- Parts of the exercise
a. Answer these questions about the ocfs2 truncate log discussion:
(i) What does the write-back thread run into when it flushes the bhs to disk, and why?
(ii) In which function does the truncate log flush worker clear 'BH_Write_EIO' and set the bh uptodate?
(iii) Which tool could identify the duplicate cluster problem?
b. Continue the ocfs2 truncate log discussion from its final line.

- Provided text
-- Start --

On 2018/1/27 11:52, piaojun wrote:
> Hi Jan and Changwei,
> 
> I will describle the scenario again as below:
> 
> 1. The bhs of truncate log and extent rec are submitted to jbd2 area
>     successfully.
> 2. Then write-back thread of device help flush the bhs to disk but
>     encounter write error due to abnormal storage link.

Now, your problem description makes sense.
It seems you have withdrawn your last version of patch from -mm tree.
I will look at your next version.

Thanks,
Changwei

> 3. After a while the storage link become normal. Truncate log flush
>     worker triggered by the next space reclaiming found the dirty bh of
>     truncate log and clear its 'BH_Write_EIO' and then set it uptodate
>     in __ocfs2_journal_access().
> 4. Then jbd2 will flush the bh of truncate log to disk, but the bh of
>     extent rec is still in error state, and unfortunately nobody will
>     take care of it.
> 5. At last the space of extent rec was not reduced, but truncate log
>     flush worker have given it back to globalalloc. That will cause
>     duplicate cluster problem which could be identified by fsck.ocfs2.
> 
> I suggest ocfs2 should handle this problem.

-- End --

(Data records)
-- Start --

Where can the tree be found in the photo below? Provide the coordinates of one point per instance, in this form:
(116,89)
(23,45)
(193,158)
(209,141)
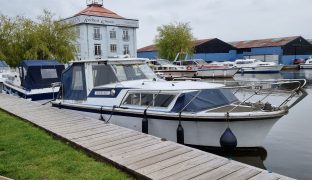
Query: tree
(173,39)
(22,38)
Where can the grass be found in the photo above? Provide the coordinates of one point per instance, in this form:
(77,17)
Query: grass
(27,152)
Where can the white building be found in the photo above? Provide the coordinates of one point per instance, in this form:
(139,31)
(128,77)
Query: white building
(103,33)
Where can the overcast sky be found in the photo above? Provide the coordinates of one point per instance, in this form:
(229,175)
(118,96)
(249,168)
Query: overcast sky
(228,20)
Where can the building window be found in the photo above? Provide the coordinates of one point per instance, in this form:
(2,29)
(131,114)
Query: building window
(78,49)
(97,49)
(113,48)
(125,35)
(112,34)
(78,31)
(126,50)
(96,33)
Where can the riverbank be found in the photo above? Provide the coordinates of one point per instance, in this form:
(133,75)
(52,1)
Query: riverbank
(27,152)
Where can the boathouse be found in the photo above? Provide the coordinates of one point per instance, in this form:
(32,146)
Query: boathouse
(280,50)
(207,49)
(103,33)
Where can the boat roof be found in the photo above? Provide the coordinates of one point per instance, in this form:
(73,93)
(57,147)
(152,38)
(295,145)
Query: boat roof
(114,61)
(3,64)
(29,63)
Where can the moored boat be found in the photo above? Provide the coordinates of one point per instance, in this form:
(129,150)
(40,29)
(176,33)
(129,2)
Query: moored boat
(35,80)
(256,66)
(206,70)
(167,70)
(4,73)
(307,64)
(126,92)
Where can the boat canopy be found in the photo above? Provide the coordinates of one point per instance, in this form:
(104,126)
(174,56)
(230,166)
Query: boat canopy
(196,101)
(3,65)
(37,74)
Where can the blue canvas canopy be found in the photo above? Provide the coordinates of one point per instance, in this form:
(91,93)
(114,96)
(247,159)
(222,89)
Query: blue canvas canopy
(36,74)
(3,64)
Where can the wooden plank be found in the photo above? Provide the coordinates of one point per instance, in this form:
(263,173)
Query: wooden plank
(121,148)
(266,175)
(245,173)
(99,138)
(132,148)
(96,147)
(180,167)
(90,134)
(221,171)
(157,145)
(107,139)
(126,161)
(169,162)
(159,158)
(198,170)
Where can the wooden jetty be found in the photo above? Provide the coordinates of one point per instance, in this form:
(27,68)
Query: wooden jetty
(144,156)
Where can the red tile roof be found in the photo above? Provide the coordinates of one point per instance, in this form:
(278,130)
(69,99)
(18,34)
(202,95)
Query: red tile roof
(98,10)
(263,42)
(153,46)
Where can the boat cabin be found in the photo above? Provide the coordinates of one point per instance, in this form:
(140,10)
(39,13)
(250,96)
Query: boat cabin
(38,74)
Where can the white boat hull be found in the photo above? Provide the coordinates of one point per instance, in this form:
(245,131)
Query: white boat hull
(250,133)
(216,72)
(305,66)
(261,69)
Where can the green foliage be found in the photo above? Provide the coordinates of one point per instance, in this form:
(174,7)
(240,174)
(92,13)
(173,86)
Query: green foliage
(29,153)
(173,39)
(22,38)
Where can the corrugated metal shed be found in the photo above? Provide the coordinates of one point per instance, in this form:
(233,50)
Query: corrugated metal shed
(153,46)
(263,42)
(98,10)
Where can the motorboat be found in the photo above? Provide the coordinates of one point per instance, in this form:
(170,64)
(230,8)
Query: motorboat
(126,92)
(257,66)
(4,73)
(35,80)
(206,70)
(167,70)
(307,64)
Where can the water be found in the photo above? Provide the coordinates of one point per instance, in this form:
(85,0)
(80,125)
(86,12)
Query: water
(288,147)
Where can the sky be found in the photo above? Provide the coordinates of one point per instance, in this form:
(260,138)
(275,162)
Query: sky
(228,20)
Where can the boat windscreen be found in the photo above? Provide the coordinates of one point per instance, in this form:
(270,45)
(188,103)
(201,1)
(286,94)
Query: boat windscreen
(103,74)
(201,62)
(206,99)
(163,62)
(133,72)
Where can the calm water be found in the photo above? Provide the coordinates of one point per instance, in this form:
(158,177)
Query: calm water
(288,147)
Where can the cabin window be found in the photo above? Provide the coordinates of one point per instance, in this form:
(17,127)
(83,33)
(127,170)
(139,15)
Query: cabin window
(48,73)
(149,99)
(205,99)
(103,74)
(133,72)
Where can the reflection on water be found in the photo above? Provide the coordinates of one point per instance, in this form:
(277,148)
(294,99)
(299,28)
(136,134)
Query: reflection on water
(287,148)
(252,156)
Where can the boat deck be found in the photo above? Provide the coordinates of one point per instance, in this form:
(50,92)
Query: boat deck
(144,156)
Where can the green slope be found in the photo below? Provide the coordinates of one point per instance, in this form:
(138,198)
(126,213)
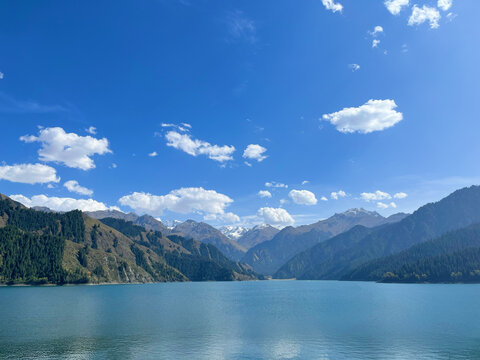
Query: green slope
(49,247)
(432,261)
(327,260)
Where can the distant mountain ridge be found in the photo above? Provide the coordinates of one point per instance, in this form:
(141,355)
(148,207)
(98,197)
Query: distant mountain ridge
(267,257)
(256,235)
(49,247)
(443,259)
(233,232)
(341,255)
(208,234)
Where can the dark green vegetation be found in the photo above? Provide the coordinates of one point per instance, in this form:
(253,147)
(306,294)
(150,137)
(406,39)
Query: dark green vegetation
(267,257)
(39,247)
(341,256)
(452,257)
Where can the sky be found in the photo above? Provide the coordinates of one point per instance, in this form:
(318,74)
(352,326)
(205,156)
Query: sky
(229,112)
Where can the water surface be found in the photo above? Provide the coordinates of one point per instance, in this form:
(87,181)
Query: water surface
(241,320)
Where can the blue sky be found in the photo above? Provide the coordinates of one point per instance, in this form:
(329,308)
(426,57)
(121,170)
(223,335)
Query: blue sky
(279,75)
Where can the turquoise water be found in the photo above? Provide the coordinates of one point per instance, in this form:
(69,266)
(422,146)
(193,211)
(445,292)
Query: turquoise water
(241,320)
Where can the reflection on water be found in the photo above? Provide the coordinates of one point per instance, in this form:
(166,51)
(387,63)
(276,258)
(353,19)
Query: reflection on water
(248,320)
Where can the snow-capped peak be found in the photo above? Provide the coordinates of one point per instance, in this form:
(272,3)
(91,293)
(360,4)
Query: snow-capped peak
(233,232)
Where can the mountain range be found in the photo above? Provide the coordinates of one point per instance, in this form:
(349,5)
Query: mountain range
(440,242)
(267,257)
(340,256)
(48,247)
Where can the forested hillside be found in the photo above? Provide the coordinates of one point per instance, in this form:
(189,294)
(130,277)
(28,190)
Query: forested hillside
(48,247)
(327,260)
(450,258)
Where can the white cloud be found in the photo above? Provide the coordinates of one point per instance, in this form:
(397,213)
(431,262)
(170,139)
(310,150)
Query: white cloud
(225,218)
(426,13)
(395,6)
(451,16)
(74,186)
(275,185)
(338,194)
(69,149)
(241,27)
(61,204)
(382,205)
(376,30)
(182,127)
(354,67)
(275,216)
(332,5)
(444,4)
(91,130)
(28,173)
(377,195)
(302,197)
(183,201)
(400,195)
(255,152)
(265,194)
(196,147)
(374,115)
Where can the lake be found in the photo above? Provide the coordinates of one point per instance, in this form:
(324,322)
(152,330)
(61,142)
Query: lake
(241,320)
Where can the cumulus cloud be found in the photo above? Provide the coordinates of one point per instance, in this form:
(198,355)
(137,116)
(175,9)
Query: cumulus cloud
(376,30)
(382,205)
(395,6)
(29,173)
(374,115)
(196,147)
(400,195)
(444,4)
(377,195)
(274,184)
(61,204)
(92,130)
(354,67)
(255,152)
(302,197)
(74,186)
(183,201)
(423,14)
(69,149)
(225,218)
(338,194)
(332,5)
(265,194)
(275,216)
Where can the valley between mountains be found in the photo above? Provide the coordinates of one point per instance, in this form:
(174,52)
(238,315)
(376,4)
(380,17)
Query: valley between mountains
(440,242)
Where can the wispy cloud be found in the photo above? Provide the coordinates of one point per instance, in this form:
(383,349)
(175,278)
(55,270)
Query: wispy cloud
(240,27)
(11,105)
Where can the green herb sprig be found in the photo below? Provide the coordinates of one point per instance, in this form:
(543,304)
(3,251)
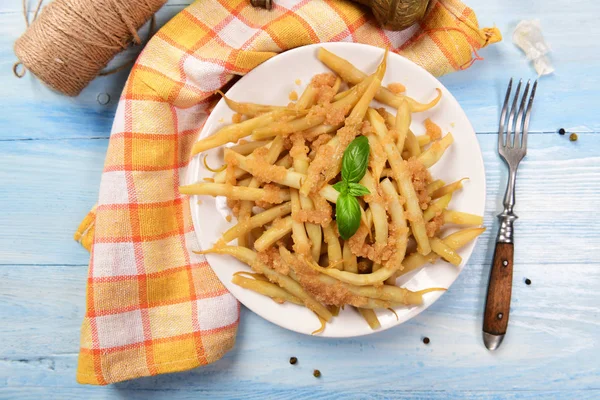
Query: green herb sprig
(354,167)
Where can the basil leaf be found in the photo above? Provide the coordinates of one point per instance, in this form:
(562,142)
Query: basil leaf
(347,215)
(341,187)
(356,189)
(355,159)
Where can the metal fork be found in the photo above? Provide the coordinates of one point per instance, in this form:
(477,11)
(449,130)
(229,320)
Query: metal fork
(512,147)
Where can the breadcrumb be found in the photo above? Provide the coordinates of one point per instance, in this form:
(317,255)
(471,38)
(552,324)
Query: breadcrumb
(236,118)
(320,140)
(420,178)
(271,258)
(272,194)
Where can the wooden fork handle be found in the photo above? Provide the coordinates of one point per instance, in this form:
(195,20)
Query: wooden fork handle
(497,305)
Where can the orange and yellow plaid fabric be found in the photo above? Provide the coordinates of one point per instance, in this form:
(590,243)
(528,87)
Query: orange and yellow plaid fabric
(153,306)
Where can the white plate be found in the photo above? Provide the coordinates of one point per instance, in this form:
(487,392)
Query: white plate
(271,83)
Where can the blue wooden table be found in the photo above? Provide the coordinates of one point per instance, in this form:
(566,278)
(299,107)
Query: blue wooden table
(51,154)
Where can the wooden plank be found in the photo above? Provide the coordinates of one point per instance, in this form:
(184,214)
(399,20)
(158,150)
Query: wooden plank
(31,110)
(305,393)
(49,185)
(566,99)
(46,188)
(552,341)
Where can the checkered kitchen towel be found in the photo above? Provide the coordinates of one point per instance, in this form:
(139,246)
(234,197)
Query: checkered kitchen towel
(153,306)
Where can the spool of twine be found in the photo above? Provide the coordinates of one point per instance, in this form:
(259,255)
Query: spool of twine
(71,41)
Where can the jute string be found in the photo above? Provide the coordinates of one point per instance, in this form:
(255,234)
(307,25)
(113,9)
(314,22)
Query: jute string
(71,41)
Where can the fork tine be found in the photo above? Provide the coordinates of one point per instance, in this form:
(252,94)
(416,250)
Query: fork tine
(511,117)
(503,116)
(528,115)
(519,122)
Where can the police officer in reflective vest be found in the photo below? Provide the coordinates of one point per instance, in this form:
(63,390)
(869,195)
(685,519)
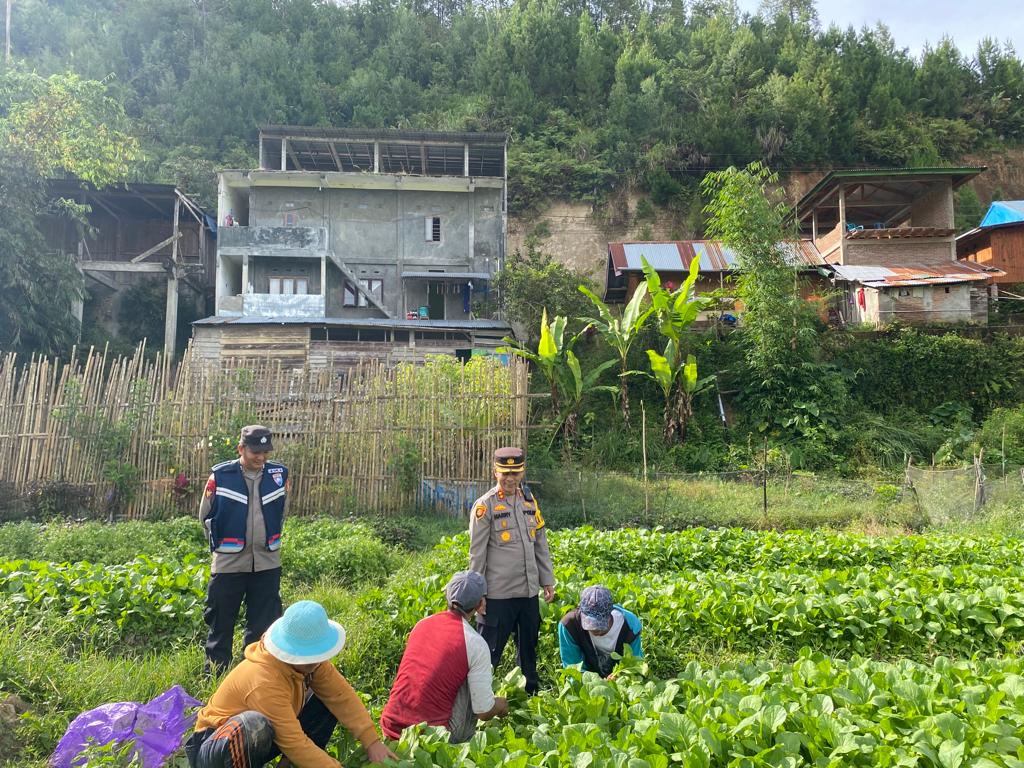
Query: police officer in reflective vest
(243,511)
(508,544)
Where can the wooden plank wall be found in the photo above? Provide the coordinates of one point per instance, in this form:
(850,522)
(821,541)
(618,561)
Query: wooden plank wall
(1008,254)
(378,438)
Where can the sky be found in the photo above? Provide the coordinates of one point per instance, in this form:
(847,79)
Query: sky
(912,23)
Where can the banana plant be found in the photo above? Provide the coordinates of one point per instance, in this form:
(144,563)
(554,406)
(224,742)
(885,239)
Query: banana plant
(556,360)
(620,333)
(679,385)
(675,374)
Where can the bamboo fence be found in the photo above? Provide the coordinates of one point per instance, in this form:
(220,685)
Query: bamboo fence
(137,436)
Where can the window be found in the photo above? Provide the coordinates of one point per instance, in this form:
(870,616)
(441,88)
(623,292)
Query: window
(281,286)
(433,228)
(354,298)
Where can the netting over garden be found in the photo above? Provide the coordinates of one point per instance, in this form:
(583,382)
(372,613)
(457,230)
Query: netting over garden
(949,495)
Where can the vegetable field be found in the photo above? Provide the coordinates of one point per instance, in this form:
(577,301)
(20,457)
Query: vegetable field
(761,648)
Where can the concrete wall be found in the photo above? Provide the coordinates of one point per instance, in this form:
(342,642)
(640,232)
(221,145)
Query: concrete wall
(935,208)
(262,267)
(899,252)
(379,233)
(949,303)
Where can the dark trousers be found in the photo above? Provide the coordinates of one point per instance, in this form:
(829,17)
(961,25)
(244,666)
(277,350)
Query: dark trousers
(246,740)
(260,590)
(520,617)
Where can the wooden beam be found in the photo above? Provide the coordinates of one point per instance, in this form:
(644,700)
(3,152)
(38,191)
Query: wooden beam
(162,244)
(171,315)
(355,283)
(189,206)
(95,199)
(294,157)
(121,266)
(334,154)
(103,281)
(153,205)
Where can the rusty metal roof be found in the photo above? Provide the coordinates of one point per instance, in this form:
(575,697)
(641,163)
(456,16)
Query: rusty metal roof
(676,256)
(915,274)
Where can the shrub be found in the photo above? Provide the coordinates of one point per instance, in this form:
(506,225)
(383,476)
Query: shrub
(1004,427)
(345,553)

-- End --

- Per-task answers
a.
(i) A write error, due to an abnormal storage link.
(ii) __ocfs2_journal_access()
(iii) fsck.ocfs2

b.
> 
> thanks,
> Jun
> 
> On 2018/1/26 10:03, Changwei Ge wrote:
>> On 2018/1/26 9:45, piaojun wrote:
>>> Hi Changwei,
>>>
>>> On 2018/1/26 9:00, Changwei Ge wrote:
>>>> Hi Jun,
>>>> Good morning:-)
>>>>
>>>> On 2018/1/25 20:45, piaojun wrote:
>>>>> Hi Changwei,
>>>>>
>>>>> On 2018/1/25 20:30, Changwei Ge wrote:
>>>>>> Hi Jun,
>>>>>>
>>>>>> On 2018/1/25 20:18, piaojun wrote:
>>>>>>> Hi Changwei,
>>>>>>>
>>>>>>> On 2018/1/25 19:59, Changwei Ge wrote:
>>>>>>>> Hi Jun,
>>>>>>>>
>>>>>>>> On 2018/1/25 10:41, piaojun wrote:
>>>>>>>>> We should not reuse the dirty bh in jbd2 directly due to the following
>>>>>>>>> situation:
>>>>>>>>>
>>>>>>>>> 1. When removing extent rec, we will dirty the bhs of extent rec and
>>>>>>>> Quick questions:
>>>>>>>> Do you mean current code puts modifying extent records belonging to a certain file and modifying truncate log into the same transaction?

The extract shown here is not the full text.